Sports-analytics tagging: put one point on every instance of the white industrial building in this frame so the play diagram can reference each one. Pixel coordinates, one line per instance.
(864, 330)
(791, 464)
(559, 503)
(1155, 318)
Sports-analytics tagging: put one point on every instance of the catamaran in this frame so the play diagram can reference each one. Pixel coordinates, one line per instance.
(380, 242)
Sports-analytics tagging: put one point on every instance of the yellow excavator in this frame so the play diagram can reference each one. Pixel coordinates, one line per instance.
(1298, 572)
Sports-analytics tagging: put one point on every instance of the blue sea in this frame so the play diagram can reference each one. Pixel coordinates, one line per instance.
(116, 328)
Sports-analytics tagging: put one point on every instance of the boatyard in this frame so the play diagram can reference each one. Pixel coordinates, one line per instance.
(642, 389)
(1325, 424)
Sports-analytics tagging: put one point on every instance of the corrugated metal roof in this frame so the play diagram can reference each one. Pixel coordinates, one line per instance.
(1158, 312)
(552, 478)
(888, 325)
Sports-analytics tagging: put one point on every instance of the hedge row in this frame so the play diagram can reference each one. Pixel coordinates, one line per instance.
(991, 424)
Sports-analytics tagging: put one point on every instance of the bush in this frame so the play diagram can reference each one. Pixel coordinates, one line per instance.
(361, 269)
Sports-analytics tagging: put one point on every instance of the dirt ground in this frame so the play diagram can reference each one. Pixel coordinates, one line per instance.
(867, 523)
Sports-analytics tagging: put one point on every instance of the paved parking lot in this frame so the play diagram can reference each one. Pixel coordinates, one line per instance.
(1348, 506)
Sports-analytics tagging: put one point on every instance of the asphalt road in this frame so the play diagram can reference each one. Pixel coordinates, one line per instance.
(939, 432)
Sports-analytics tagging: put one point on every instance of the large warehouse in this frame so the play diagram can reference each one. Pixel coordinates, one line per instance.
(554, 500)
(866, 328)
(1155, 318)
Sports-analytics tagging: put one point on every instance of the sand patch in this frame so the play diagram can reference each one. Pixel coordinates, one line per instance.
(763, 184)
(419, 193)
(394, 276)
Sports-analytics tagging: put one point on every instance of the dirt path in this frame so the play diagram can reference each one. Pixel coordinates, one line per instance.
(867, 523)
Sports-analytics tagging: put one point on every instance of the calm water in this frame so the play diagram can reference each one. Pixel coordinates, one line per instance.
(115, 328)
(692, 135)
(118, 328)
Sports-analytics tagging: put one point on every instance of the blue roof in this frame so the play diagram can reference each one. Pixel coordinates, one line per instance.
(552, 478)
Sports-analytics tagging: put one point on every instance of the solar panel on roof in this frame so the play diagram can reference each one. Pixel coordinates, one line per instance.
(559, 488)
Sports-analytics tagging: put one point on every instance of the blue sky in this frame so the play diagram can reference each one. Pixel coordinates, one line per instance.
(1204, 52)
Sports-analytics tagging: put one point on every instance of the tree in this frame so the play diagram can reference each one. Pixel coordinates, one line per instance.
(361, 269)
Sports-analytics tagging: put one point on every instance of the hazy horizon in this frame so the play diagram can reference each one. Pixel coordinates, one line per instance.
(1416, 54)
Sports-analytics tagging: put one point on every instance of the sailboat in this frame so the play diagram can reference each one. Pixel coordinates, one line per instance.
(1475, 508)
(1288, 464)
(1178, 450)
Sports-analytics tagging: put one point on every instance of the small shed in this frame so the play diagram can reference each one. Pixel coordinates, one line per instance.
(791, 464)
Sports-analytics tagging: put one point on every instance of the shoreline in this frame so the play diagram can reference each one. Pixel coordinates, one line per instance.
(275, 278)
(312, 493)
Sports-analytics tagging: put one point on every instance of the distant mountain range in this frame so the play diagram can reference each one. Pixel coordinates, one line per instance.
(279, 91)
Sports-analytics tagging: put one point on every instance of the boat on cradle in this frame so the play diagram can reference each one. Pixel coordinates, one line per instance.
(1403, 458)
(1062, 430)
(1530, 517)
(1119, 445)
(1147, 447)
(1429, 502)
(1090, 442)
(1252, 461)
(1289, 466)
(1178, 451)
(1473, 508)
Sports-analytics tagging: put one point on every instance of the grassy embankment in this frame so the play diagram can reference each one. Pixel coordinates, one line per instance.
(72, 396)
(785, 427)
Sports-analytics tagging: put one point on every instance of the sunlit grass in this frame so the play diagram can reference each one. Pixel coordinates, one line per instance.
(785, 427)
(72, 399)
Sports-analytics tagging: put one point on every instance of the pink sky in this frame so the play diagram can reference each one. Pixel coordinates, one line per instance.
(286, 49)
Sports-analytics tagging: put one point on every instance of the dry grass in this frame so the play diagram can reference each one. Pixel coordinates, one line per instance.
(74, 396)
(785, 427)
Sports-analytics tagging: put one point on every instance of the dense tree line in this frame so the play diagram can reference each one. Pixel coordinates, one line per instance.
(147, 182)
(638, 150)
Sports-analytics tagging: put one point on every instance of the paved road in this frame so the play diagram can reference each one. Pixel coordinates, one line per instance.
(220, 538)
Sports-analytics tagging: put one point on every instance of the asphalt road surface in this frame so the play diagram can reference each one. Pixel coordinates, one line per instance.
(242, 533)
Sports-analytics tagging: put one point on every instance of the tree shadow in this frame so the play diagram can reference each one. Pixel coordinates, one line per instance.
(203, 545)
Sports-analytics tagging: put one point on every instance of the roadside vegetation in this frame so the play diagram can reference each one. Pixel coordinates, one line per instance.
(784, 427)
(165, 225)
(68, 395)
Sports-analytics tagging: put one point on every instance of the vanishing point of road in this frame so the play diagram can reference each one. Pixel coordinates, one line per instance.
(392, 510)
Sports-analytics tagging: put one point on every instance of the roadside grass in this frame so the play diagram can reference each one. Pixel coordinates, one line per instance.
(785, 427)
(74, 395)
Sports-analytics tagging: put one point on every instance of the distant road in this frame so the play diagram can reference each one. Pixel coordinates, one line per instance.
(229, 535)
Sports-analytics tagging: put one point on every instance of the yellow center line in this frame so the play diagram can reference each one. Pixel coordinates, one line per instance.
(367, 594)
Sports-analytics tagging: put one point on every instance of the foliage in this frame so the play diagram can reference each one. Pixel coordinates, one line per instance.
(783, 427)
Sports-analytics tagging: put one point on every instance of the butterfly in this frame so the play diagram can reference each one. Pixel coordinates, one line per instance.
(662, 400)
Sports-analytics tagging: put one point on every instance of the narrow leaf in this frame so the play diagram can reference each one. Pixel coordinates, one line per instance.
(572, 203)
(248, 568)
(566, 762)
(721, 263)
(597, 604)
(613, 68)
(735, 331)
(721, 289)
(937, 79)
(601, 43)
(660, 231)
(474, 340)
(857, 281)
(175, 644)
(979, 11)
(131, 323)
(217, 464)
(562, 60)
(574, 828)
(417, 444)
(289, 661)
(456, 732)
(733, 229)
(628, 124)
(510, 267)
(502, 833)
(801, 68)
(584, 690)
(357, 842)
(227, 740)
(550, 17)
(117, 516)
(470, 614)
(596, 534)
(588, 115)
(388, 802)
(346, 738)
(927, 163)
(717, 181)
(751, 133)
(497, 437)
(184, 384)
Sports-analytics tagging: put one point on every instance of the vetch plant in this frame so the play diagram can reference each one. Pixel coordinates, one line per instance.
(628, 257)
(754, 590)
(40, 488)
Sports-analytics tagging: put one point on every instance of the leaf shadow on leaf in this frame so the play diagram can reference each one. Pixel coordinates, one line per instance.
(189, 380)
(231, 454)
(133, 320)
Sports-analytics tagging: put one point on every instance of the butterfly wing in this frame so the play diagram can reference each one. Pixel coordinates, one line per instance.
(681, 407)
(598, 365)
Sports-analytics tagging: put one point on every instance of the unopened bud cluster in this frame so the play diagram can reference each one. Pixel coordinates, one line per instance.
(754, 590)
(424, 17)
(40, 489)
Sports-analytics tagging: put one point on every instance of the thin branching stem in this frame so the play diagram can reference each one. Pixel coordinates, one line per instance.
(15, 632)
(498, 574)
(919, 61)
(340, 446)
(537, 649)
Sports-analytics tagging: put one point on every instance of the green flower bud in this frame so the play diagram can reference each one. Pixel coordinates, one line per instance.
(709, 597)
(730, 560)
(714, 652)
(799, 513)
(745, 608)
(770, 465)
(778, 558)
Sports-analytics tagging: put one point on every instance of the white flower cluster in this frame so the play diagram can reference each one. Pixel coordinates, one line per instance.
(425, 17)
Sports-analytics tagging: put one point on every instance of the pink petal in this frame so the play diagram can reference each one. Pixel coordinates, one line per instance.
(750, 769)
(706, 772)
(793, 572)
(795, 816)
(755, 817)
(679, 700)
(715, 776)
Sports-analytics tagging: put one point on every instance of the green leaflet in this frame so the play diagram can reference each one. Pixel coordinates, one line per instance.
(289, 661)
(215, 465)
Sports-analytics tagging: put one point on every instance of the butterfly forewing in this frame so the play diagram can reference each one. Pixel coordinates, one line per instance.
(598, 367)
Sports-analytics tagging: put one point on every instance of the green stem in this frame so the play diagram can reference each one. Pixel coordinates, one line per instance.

-------

Exercise directions: Every line from the one that holds "the butterfly forewing" to the end of the data above should be given again exactly, with that line and the last one both kept.

Answer area:
Sports-analytics tagging: put one point on every instance of the butterfly forewing in this frame so the play diagram can reference each one. Pixel coordinates, one line per instance.
(598, 367)
Sports-analytics tagging: put one point on every instance of the green stem in this frame so the play diagram can reference each one. Pixel coordinates, one line per instance.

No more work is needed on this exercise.